──────── Document ────────
Mike Beckerle, Alan Powell, Steve Hanson,
Suman Kalia attended.
Discussed these questions from Alan
about expression language.
1. Accessing hidden values - it seems
inconsistent to allow access to hidden values when xpath is used within
the DFDL domain but not when used outside.
2. Where xpath is allowed in the schema
- It is currently allowed in an arbitrary set of properties (initiator,
terminator, separator, occurseparator, null, etc ). Why not allow it everywhere?
Wr.t. (1) we decided this is correct.
path expressions for dfdl properties can see hidden elements, path expressions
in other places (e.g., schematron assertions) cannot.
Wr.t (2) we decided that expressions
should be allowed in principle everywhere for the value of any property;
however, there may be exceptions for certain properties. Particularly,
it seems some enum-valued properties are unlikely to ever want to be expressions.
Example: dfdl:representation.
──────── Source material ────────
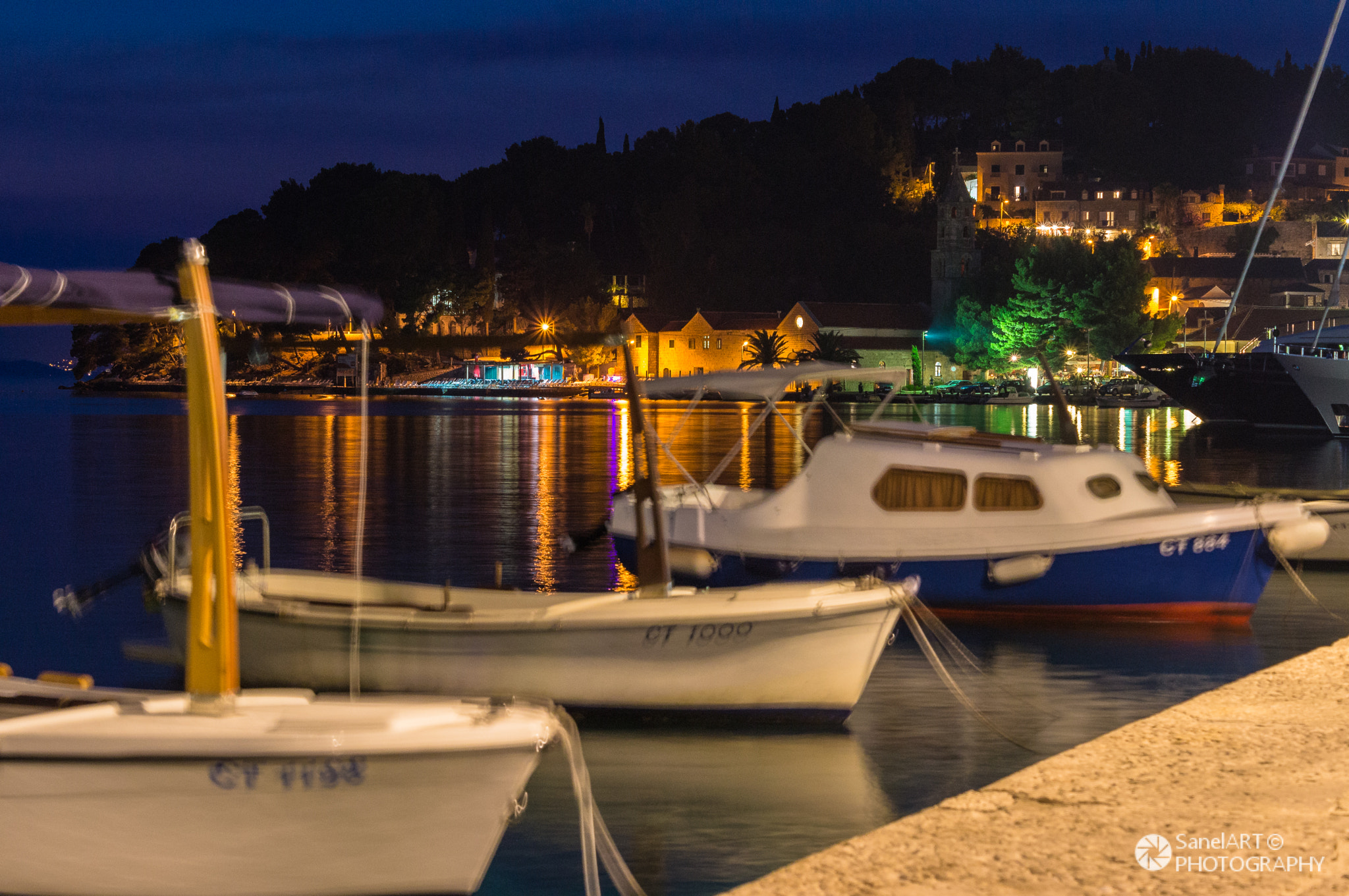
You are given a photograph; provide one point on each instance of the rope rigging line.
────────
→ **Instructions**:
A - In the DFDL meeting notes above, which property is given as an example of an enum-valued property that is unlikely to ever be an expression?
B - Decide whether each statement agrees with the DFDL meeting notes above, answering yes or no and quoting the words that settle it.
(i) Path expressions in schematron assertions can see hidden elements.
(ii) The group decided that expressions should in principle be allowed for the value of any property.
(iii) Five people attended the meeting.
C - Extend the DFDL meeting notes above, picking up after their final sentence.

→ **The answers**:
A - dfdl:representation

B -
(i) No: "path expressions in other places (e.g., schematron assertions) cannot."
(ii) Yes: "expressions should be allowed in principle everywhere for the value of any property"
(iii) No: "Mike Beckerle, Alan Powell, Steve Hanson, Suman Kalia attended."

C -
However, it was also pointed out that
once we put selectors back into the language you can interleave multiple
formats in the same schema, and for any enumerated property you could just
have one selector-chosen format for each possible value of the enumerated
property.
The reason we don't want a blanket statement
that you can have expressions anywhere you need a property value is that
there is some potential that this makes implementations unnecessarily complex
due to the excess flexibility.
Digression: (This added by MikeB - was
not part of the call today.)
Consider
dfdl:byteOrder="
if (../../x = 'B') then 'bigEndian' else if (../../x='L') then 'littleEndian'
else 'I don't know' }"
DFDL implementations must be prepared
to cope with recieving "I don't know" as the proposed value for
the byteOrder. This is a schema definition error, but it is happening at
run time so becomes a processing error. The only way to rule this
out is to treat enumerated property values not as strings but as an enum
type and force the expressions that compute them to return an enum type,
not a string.
This is a kind of type inference I had
hoped implementations would not need.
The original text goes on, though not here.